**Your goal**
Make an exact copy of the records, dropping all pictures.

**Records**
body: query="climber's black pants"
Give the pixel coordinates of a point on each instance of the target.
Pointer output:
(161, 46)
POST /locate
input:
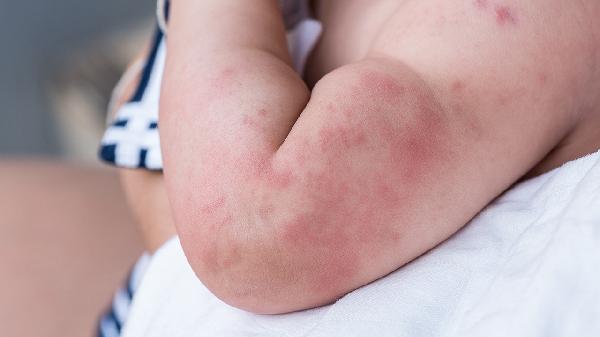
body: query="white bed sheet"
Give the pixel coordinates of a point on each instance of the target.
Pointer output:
(527, 265)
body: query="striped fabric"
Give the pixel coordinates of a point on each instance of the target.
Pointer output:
(131, 139)
(113, 320)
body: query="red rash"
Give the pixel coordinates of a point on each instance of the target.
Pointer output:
(504, 15)
(370, 158)
(482, 4)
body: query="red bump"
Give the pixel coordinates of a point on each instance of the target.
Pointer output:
(504, 15)
(457, 86)
(481, 4)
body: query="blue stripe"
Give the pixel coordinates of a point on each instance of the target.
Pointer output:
(143, 155)
(108, 153)
(147, 72)
(120, 123)
(167, 8)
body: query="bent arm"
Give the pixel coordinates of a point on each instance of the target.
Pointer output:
(284, 203)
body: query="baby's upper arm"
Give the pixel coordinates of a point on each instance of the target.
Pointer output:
(392, 154)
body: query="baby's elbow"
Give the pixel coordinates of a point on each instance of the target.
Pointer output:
(270, 274)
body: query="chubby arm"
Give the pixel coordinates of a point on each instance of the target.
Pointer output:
(285, 201)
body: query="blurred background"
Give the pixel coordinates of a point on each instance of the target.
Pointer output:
(59, 62)
(67, 238)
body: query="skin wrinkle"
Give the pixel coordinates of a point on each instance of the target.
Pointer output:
(341, 218)
(410, 139)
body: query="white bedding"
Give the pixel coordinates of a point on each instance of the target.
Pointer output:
(527, 265)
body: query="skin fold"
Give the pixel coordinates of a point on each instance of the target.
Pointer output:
(288, 192)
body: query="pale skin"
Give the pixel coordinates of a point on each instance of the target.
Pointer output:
(416, 115)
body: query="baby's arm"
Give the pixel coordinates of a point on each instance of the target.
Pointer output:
(392, 154)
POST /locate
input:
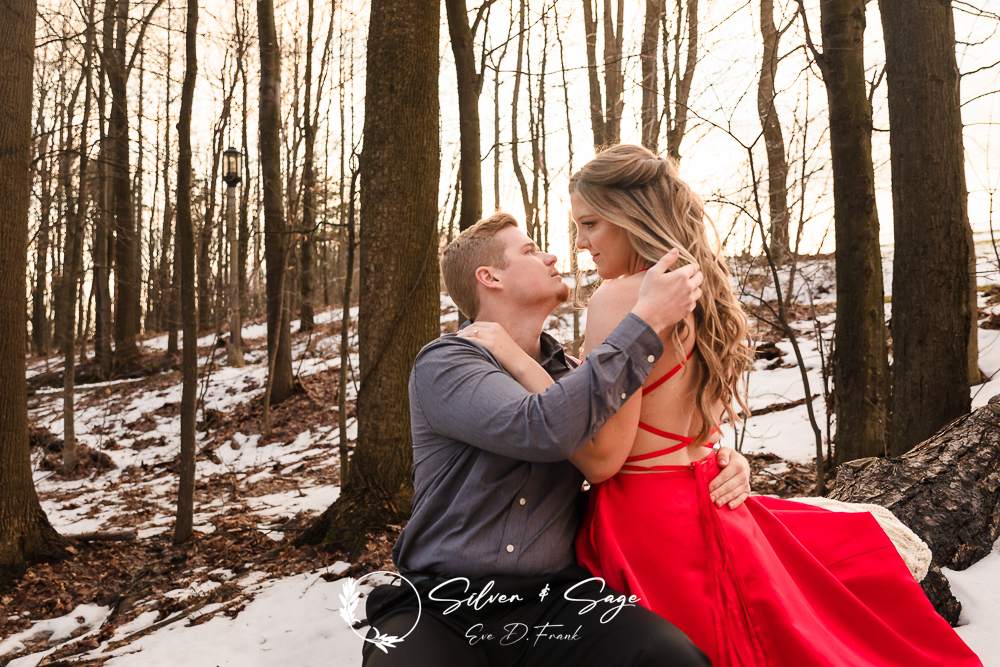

**Response box**
body: query="climber's black pants"
Give the pixel coordinates of a point on each instance of the target.
Pointer output:
(161, 46)
POST /locate
input:
body: query="white bed sheet"
Give the pixel coordinates of a point on each instance of the target.
Pointer output:
(527, 265)
body: query="striped fabric"
Give the pixel coordinates of a point on each instance of the target.
Pointer output:
(131, 139)
(113, 320)
body: query="red rash"
Give the pixel coordinates of a point on each instance of the target.
Pointer output:
(504, 15)
(370, 158)
(482, 4)
body: query="red bump"
Give the pixel coordinates of a point on each instance of the target.
Pointer output:
(504, 15)
(457, 86)
(481, 4)
body: query="blue stripe"
Give the pixel coordinates of a point on each instance of the target.
Pointer output:
(143, 155)
(108, 153)
(147, 72)
(120, 123)
(167, 8)
body: query="bent arm"
Give the pixel coordinates of a point on each instance of the target.
Pointer output:
(284, 203)
body: query="baby's upper arm"
Give the pixel coordinates of a point on each instance of the target.
Pointer output:
(392, 154)
body: query="baby's elbow"
Give the pixel coordinates of a point on each instance of the target.
Pointer output:
(270, 274)
body: query="chubby arm"
Give the pixel coordinates of a point on each instance of the target.
Pointer output:
(285, 201)
body: query="blurred background"
Give the pixel coordinates of a point on each instance of the target.
Pointer output:
(59, 62)
(67, 238)
body: query="skin wrinkle"
Give the pixel coordinates of a point on each instance of the target.
Pointer output:
(341, 218)
(410, 139)
body: query="white bedding"
Give the pixel coordinates of a point on each instance of the target.
Pointer output:
(527, 265)
body: query="skin fold"
Give the pixel coordinates of a point on each instance of the target.
Pointer output:
(288, 192)
body: query="pale skin"
Give the pixel coordinates of a point on each instance of the target.
Pointer output:
(416, 115)
body: query="baby's arm"
Give the pixel coordinates of a point on each instance of the target.
Pointer output:
(392, 154)
POST /locate
input:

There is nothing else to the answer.